Stored records
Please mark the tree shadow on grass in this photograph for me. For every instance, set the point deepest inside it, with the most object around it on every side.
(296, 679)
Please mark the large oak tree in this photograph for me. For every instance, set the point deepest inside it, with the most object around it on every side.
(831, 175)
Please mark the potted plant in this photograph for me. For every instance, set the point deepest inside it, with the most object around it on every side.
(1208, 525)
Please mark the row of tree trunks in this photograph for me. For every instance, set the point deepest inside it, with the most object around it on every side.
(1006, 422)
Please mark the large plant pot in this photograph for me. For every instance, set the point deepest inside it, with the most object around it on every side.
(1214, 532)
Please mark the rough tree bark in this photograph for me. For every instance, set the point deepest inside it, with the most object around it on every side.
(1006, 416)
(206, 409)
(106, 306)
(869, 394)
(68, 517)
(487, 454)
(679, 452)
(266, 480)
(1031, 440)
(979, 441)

◆ WHAT THIS TASK INVOLVES: Express the data above as a JSON list of strings, one string per line, leaving out any blank lines.

◆ SOLUTION:
[
  "Please mark the tree shadow on grass in this photograph for me. For every instance, set the point deepest inside it, with the most object around it on every side.",
  "(296, 679)",
  "Please mark the large oak tree in this photograph for me. For every instance, set the point deepest inside it, with the most object around it on every side.",
  "(831, 175)",
  "Please mark the potted plant in this photograph for me. For every instance, set the point deepest inside it, with the most object around it on every side.",
  "(1208, 525)",
  "Please mark the row of tree trunks in this photograph for me. For every instance, set the point deepest inside it, with the most object around it on every side.",
  "(1006, 422)",
  "Please mark the large plant pot in this photograph for me. For every instance, set the point deepest inside it, with the most object around it on every side.",
  "(1214, 532)",
  "Please mark the rough tree bark in this photograph for me. For every instance, set the point deepest inside it, with the most object around it on every side.",
  "(1006, 416)",
  "(206, 409)",
  "(106, 306)",
  "(869, 394)",
  "(68, 517)",
  "(487, 454)",
  "(679, 452)",
  "(266, 480)",
  "(1031, 440)",
  "(979, 441)"
]